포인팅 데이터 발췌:
* * * * * * *

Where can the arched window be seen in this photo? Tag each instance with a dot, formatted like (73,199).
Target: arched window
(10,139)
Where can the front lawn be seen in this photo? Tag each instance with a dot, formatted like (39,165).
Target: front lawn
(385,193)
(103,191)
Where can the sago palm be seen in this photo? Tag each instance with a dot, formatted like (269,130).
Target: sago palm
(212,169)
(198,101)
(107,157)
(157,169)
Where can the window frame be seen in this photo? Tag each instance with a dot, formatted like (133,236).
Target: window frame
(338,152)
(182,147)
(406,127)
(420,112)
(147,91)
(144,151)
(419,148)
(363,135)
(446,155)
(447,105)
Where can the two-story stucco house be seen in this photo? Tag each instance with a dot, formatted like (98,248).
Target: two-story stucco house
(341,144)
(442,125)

* * * * * * *

▶ _요청_:
위 기록 전체에서 "Target"를 모두 "Label"로 바꾸고, 나머지는 하나도 고치지 말고 다시 적어 주세요.

▶ _응답_:
Where can the arched window be seen in this photo? Tag each instance with a dot, formatted like (73,199).
Label: arched window
(10,139)
Where can the front lawn be seen in this photo? Tag each instance with a dot, formatted like (39,165).
Label: front lawn
(385,193)
(103,191)
Where can the sago palm be seen in this photo? Tag each instance with a dot, formatted like (269,130).
Label: sago palm
(212,169)
(198,101)
(107,157)
(157,169)
Where can the window frame be seen in this photo? Tag each instance with a dot, formatted like (133,236).
Label: window frame
(338,152)
(182,147)
(406,127)
(420,112)
(147,91)
(144,151)
(419,148)
(363,135)
(446,155)
(447,105)
Where can the two-story stucco house be seen in this photo? Tag each instance with a dot, formatted like (98,248).
Label: two-story stucco house
(341,144)
(442,125)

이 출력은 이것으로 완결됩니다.